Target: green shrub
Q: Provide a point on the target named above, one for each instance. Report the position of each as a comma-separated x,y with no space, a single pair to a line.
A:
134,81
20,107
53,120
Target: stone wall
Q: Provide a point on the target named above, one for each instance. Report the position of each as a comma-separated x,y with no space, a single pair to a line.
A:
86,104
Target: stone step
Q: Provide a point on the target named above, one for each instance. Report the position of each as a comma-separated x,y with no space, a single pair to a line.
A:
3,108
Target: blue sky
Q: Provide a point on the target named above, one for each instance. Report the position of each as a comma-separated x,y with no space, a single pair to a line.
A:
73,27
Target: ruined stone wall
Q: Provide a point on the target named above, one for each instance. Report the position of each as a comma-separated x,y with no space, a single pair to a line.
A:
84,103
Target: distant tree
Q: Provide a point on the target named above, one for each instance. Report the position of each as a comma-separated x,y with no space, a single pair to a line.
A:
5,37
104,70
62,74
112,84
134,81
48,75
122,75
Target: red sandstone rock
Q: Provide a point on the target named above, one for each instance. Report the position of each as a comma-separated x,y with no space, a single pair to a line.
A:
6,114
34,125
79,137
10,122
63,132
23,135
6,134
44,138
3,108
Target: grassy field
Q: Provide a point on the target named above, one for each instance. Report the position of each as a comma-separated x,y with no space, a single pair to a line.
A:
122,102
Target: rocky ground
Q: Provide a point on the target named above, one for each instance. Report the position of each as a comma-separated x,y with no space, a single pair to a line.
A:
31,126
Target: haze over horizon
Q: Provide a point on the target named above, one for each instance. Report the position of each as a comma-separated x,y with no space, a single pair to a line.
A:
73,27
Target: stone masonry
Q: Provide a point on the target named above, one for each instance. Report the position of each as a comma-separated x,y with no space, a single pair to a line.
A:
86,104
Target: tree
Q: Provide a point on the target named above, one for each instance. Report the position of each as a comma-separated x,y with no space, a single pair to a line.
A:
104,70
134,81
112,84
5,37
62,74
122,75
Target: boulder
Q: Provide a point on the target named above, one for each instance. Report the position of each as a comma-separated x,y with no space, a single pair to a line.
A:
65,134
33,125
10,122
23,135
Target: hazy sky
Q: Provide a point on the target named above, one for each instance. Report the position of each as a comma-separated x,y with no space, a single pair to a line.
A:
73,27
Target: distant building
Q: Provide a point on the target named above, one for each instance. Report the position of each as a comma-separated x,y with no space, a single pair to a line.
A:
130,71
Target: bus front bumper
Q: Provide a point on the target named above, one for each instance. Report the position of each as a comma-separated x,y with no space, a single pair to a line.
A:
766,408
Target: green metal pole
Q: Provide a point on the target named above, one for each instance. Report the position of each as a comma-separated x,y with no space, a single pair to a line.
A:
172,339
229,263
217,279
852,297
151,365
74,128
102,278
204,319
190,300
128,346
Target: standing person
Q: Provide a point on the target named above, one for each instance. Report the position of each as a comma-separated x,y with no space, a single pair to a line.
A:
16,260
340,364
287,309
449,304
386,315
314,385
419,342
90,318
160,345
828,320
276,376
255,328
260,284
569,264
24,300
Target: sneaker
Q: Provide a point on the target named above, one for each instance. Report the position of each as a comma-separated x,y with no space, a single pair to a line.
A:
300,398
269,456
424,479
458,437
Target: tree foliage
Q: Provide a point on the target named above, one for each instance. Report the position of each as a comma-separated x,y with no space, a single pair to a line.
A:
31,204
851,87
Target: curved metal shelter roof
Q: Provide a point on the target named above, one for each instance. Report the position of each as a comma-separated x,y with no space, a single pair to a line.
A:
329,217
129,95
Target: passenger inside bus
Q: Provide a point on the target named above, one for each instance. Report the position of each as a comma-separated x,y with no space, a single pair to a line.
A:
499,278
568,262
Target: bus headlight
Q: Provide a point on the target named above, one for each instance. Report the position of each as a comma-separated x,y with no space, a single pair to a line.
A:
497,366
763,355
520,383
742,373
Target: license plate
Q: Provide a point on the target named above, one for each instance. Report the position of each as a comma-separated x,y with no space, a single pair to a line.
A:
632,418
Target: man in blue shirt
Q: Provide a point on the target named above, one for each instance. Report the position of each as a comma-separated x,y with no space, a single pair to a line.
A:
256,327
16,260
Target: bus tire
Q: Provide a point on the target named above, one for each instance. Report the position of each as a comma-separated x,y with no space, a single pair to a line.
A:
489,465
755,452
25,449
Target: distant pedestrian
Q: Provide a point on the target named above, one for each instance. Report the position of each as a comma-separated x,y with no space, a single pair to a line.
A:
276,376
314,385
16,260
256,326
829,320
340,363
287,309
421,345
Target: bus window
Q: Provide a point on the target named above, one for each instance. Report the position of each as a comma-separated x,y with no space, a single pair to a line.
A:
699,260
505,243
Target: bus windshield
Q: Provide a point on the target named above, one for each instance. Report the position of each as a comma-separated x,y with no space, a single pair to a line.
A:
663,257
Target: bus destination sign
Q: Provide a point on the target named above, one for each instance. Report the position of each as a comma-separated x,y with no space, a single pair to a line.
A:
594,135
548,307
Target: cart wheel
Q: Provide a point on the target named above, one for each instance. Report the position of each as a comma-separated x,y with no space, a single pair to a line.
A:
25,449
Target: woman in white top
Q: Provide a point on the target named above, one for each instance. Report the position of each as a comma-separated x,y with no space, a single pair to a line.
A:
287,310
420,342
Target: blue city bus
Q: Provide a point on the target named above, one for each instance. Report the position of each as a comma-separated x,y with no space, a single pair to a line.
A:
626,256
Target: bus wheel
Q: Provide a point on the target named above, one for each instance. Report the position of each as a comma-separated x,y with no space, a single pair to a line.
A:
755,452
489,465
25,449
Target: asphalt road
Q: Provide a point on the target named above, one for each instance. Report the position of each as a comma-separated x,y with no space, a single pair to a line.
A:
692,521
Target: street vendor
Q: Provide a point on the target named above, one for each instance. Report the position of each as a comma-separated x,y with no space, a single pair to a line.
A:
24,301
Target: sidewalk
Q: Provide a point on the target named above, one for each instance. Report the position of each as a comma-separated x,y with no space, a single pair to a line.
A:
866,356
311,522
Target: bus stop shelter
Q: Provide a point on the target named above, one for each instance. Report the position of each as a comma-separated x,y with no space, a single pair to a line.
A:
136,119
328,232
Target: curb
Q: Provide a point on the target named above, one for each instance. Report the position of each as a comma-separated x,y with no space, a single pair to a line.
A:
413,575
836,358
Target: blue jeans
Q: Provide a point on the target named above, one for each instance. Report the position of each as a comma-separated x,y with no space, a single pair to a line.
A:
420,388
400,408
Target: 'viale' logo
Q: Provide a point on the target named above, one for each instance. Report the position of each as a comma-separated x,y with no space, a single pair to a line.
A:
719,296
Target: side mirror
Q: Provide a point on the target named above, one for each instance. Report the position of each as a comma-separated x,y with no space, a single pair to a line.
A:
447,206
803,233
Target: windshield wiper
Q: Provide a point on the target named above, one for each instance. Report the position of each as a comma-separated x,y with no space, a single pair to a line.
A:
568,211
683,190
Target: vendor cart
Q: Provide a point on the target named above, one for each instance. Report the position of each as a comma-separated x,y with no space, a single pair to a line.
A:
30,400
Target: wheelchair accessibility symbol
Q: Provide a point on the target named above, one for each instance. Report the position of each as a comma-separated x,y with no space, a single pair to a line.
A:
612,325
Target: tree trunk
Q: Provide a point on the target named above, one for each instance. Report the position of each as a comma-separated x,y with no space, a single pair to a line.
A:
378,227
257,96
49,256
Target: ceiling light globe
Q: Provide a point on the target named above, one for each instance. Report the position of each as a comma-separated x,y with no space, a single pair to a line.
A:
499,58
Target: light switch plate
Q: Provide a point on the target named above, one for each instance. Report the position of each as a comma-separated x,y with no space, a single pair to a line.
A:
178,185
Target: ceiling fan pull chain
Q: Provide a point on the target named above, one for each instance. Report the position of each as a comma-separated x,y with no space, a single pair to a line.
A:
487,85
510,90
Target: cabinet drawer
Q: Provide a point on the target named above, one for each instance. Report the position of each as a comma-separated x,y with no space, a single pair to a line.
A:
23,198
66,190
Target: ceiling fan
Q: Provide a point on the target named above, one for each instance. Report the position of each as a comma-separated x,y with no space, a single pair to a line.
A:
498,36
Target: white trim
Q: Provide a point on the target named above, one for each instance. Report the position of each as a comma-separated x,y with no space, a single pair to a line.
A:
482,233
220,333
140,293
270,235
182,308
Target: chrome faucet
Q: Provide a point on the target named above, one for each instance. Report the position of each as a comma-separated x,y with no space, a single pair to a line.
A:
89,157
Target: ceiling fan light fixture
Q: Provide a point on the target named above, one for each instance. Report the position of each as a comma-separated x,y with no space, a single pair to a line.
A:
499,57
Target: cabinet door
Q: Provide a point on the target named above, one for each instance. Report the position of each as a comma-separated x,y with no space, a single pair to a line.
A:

**What the exercise asks**
Restate the records above verbatim up to and including the line containing "Target: blue sky".

**Response below**
Target: green shrub
Q: Provide a point on the target named above, one for each instance. Report the position of each as a comma-separated x,y with no space, a single pair to a line.
A:
134,81
20,107
53,120
Target: stone wall
Q: Provide a point on the target named above, one for each instance. Report the position of each as a comma-separated x,y with no space, a single pair to a line.
A:
86,104
Target: stone step
Q: Provide a point on the target named above, one for each instance. Report the position of each as a comma-separated x,y with no space, a single pair to a line.
A:
3,108
Target: blue sky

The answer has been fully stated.